_What the task requires_
Your job is to report every line of the entries that has "mountain".

(Data excerpts)
━━━━━━━━━━━━━━━━━━━━

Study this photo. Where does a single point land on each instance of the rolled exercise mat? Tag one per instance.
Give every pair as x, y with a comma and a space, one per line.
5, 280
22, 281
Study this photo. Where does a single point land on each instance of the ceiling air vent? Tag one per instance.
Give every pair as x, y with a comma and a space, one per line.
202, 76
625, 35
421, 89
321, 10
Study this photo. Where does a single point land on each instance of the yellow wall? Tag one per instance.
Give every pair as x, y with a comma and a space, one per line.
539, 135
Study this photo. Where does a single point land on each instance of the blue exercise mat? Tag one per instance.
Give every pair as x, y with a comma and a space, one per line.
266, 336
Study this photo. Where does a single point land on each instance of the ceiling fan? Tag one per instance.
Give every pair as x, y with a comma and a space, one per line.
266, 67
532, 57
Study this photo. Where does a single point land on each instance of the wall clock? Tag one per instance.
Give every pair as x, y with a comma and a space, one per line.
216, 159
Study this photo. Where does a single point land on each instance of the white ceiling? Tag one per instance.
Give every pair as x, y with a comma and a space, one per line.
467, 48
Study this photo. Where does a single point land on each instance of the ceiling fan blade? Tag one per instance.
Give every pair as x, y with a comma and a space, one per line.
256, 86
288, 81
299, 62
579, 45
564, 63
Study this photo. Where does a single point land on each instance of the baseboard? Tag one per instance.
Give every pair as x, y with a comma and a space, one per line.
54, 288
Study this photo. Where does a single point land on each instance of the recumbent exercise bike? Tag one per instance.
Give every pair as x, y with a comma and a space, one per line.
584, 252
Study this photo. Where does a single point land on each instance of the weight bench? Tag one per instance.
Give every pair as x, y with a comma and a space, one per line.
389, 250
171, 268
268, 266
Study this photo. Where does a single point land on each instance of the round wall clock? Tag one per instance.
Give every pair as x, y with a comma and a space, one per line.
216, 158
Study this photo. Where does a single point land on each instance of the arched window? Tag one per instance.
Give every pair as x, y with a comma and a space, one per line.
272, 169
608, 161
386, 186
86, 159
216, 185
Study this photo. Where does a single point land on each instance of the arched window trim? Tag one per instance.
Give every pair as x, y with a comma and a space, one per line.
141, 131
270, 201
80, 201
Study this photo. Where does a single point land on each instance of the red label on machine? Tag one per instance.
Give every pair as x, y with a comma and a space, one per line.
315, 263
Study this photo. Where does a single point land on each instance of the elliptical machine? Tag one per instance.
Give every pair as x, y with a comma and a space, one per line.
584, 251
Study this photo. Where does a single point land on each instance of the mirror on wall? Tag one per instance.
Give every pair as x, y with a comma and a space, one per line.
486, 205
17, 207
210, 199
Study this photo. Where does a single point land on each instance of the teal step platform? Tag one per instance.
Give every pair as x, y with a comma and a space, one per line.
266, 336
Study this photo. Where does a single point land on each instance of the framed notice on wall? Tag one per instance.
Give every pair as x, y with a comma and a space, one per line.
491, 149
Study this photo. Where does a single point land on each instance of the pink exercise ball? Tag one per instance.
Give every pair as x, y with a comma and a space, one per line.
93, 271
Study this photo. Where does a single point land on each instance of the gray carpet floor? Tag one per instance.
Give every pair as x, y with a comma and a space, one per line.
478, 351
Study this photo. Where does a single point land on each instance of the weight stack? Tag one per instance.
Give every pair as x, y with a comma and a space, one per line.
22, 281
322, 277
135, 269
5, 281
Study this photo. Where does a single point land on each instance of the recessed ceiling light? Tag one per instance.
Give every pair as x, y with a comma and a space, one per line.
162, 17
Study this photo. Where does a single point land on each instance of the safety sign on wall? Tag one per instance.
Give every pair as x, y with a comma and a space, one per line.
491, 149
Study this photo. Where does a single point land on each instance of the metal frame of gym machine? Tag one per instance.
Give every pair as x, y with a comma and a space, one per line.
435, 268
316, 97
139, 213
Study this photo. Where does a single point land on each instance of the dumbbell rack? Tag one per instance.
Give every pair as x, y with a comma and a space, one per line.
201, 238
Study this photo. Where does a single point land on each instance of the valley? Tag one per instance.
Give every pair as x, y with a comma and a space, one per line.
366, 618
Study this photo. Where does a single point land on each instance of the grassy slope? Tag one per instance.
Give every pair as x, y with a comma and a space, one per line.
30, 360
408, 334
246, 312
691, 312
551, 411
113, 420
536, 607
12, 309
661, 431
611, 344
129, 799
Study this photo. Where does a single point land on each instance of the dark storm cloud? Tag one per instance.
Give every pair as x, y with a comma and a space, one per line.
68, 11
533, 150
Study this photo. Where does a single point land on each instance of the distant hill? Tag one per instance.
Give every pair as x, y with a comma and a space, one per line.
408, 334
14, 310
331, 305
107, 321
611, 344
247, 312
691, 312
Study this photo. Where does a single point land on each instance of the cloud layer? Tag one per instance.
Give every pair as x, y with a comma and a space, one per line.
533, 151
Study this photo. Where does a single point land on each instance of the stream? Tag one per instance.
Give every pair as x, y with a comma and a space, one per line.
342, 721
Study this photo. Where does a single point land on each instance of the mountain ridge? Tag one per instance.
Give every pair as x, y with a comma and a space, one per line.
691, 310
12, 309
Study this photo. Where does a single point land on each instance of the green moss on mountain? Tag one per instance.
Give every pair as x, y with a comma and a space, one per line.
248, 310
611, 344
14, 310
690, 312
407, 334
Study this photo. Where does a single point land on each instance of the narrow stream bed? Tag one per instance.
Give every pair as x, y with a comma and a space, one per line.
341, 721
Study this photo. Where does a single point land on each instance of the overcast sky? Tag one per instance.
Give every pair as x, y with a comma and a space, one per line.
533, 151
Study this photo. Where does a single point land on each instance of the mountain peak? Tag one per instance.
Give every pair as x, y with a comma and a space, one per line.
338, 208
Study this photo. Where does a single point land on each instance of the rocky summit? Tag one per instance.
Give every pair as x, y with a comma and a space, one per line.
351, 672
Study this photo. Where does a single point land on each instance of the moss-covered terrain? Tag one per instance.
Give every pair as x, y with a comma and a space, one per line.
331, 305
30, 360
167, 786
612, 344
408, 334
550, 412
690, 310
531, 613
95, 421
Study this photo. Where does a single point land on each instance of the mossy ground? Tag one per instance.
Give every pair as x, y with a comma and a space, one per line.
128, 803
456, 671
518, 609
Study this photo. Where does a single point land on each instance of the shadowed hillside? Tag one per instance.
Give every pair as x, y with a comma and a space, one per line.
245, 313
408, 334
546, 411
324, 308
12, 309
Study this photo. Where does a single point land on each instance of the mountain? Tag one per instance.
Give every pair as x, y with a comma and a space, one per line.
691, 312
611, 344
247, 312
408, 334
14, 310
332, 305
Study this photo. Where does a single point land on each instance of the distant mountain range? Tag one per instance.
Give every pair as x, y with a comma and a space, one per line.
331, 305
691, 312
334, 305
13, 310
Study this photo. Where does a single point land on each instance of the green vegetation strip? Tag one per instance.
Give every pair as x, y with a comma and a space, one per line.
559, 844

━━━━━━━━━━━━━━━━━━━━

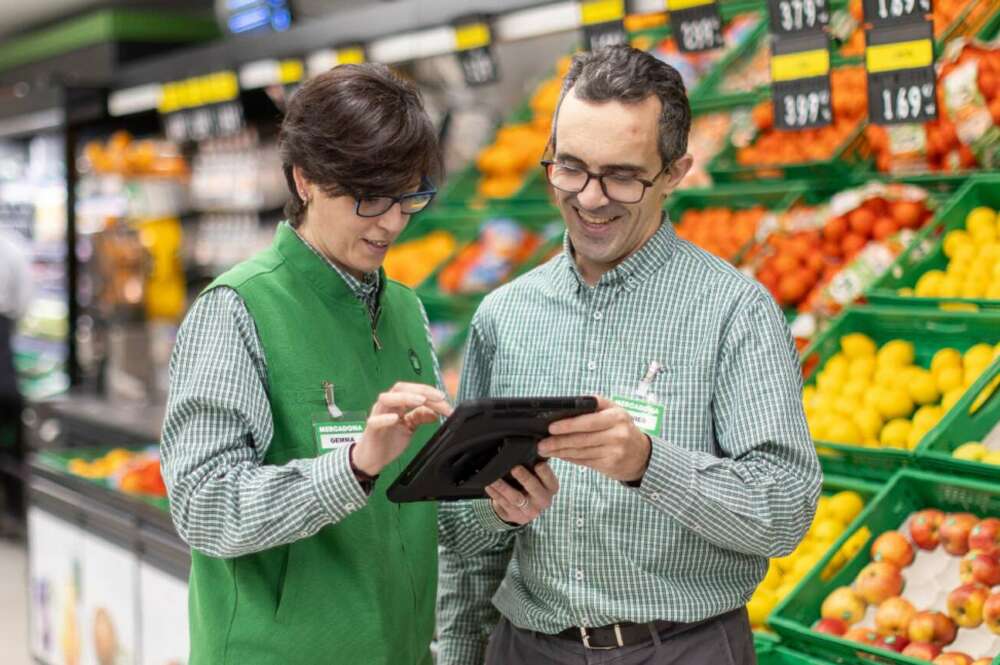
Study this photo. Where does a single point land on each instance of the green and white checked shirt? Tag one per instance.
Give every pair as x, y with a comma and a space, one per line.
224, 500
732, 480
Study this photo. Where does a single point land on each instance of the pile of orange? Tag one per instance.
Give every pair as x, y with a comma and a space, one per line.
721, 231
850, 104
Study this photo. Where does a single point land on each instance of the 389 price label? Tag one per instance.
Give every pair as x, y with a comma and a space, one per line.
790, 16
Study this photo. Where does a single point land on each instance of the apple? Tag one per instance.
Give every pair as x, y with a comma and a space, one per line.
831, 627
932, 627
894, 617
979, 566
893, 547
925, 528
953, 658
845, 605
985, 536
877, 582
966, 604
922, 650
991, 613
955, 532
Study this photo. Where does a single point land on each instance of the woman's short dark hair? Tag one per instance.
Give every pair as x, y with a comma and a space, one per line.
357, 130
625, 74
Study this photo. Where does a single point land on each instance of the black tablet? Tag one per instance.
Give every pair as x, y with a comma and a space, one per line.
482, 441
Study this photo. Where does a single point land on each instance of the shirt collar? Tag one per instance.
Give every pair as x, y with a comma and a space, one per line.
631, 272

━━━━━━━━━━━━━━━━━━━━

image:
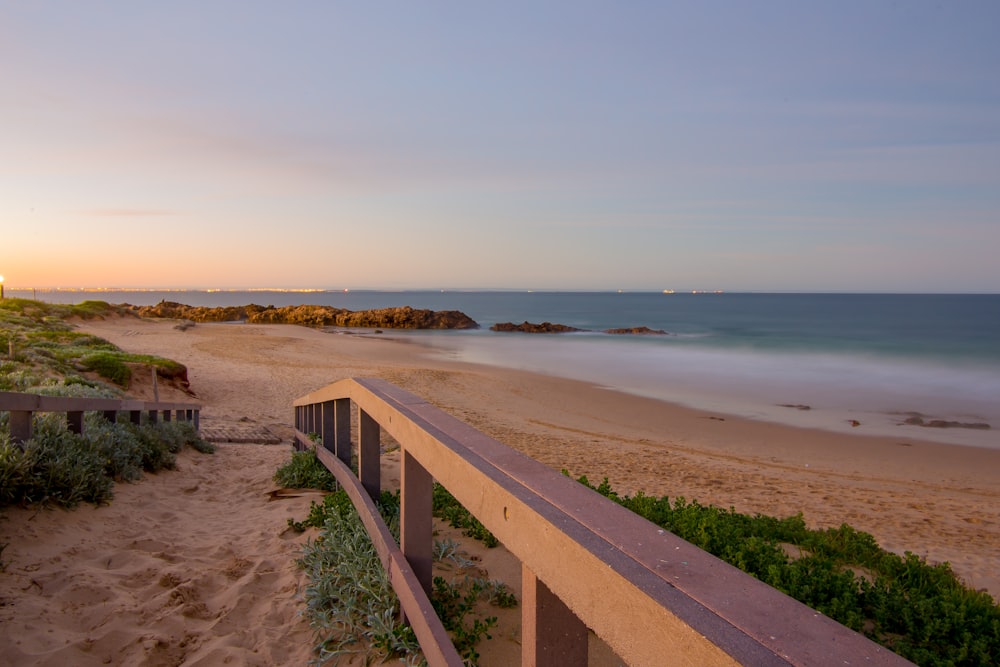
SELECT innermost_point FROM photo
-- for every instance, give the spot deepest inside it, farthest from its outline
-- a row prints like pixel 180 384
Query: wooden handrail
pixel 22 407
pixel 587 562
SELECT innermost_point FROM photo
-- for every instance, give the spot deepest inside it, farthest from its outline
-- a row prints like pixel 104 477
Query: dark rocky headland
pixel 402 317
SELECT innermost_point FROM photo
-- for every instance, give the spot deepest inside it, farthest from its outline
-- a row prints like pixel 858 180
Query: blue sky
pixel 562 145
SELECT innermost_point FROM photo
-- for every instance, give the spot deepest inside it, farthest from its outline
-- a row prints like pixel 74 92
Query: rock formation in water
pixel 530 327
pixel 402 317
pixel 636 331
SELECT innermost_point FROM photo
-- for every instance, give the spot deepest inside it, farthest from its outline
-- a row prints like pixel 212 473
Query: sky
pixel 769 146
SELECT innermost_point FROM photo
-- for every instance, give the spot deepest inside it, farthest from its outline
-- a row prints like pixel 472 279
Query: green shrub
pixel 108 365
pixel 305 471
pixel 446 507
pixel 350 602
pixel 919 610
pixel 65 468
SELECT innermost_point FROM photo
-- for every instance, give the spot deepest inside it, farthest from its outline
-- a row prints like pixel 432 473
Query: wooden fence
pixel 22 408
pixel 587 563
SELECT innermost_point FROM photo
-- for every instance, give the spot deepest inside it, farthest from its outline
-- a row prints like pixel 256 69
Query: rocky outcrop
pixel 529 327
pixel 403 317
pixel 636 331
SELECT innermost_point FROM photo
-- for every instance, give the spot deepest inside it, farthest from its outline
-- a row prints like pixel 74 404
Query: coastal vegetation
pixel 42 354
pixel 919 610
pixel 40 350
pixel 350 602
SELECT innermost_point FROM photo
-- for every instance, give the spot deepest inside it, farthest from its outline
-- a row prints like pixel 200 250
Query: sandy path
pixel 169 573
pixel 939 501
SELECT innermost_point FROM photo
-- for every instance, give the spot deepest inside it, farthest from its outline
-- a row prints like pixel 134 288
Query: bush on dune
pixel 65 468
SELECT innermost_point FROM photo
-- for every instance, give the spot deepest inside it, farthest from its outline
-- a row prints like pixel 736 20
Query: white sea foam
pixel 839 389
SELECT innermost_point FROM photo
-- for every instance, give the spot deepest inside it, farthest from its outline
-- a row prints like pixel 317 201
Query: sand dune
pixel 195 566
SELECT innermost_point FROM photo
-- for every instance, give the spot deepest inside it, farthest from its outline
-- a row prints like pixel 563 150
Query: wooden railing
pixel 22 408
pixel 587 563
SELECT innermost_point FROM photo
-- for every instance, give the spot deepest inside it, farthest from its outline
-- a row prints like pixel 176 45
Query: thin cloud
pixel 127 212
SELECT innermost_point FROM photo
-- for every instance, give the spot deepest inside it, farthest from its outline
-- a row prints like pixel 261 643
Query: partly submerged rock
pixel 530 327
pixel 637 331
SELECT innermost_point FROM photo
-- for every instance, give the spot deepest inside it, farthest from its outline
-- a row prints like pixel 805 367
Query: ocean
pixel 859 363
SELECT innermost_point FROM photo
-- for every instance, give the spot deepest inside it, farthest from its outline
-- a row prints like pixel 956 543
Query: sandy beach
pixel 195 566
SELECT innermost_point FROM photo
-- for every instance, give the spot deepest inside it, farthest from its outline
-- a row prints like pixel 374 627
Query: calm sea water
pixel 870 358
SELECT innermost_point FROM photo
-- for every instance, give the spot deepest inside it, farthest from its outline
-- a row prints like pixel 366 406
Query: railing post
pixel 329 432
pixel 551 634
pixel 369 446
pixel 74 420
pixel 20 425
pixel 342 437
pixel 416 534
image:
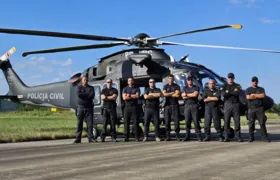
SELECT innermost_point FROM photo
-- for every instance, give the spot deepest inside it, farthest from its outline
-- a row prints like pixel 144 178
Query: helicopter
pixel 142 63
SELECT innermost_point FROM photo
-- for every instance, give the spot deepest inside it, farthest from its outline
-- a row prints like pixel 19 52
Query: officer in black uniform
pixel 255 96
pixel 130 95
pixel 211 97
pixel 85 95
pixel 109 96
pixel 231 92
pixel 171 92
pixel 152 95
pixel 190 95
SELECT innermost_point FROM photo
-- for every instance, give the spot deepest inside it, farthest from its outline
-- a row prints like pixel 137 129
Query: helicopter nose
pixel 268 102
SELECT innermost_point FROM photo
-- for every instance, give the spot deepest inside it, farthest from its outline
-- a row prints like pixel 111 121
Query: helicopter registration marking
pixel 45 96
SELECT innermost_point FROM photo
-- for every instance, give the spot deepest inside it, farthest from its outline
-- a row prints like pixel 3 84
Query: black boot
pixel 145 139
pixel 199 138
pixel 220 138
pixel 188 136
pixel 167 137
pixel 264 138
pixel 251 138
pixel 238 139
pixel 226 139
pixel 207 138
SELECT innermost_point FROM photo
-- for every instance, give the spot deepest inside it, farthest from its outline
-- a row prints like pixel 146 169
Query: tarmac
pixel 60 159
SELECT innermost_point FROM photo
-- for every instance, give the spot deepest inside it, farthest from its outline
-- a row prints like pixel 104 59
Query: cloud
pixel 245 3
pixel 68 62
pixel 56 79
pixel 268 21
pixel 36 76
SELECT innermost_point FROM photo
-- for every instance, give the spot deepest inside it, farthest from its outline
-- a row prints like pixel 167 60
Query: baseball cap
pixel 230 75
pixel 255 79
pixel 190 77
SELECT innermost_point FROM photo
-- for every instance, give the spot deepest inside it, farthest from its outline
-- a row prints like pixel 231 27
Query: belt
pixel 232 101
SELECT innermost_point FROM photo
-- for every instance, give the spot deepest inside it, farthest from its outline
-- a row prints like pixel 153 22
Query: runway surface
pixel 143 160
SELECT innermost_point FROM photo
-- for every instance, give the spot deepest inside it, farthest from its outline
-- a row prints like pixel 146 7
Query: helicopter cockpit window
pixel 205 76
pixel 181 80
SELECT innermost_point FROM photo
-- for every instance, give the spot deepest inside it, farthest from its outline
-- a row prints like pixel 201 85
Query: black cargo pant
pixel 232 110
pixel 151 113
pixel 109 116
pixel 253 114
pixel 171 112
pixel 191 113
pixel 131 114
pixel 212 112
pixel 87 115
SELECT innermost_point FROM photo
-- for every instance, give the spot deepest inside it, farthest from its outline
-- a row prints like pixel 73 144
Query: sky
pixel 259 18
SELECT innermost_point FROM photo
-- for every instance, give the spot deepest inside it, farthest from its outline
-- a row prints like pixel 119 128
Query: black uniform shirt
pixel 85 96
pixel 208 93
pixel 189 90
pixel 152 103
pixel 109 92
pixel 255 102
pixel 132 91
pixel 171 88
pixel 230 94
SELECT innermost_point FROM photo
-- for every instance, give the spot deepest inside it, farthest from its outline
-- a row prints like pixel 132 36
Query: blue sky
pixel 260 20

━━━━━━━━━━━━━━━━━━━━

_Completed task_
Study this photo. Where does a single point land on each instance of the mountain ridge? Tag one per instance.
Study this photo. Where does a single point land on each instance of the green moss on mountain? Tag one per instance.
Study this photo. Where does a single point land on each instance of the mountain peak? Tag one per instance.
Study this photo. Where does a single point land on each instance of the mountain? Tag one per instance.
Study this photo. Where does a single point land on each instance of the distant mountain range? Tag one per instance.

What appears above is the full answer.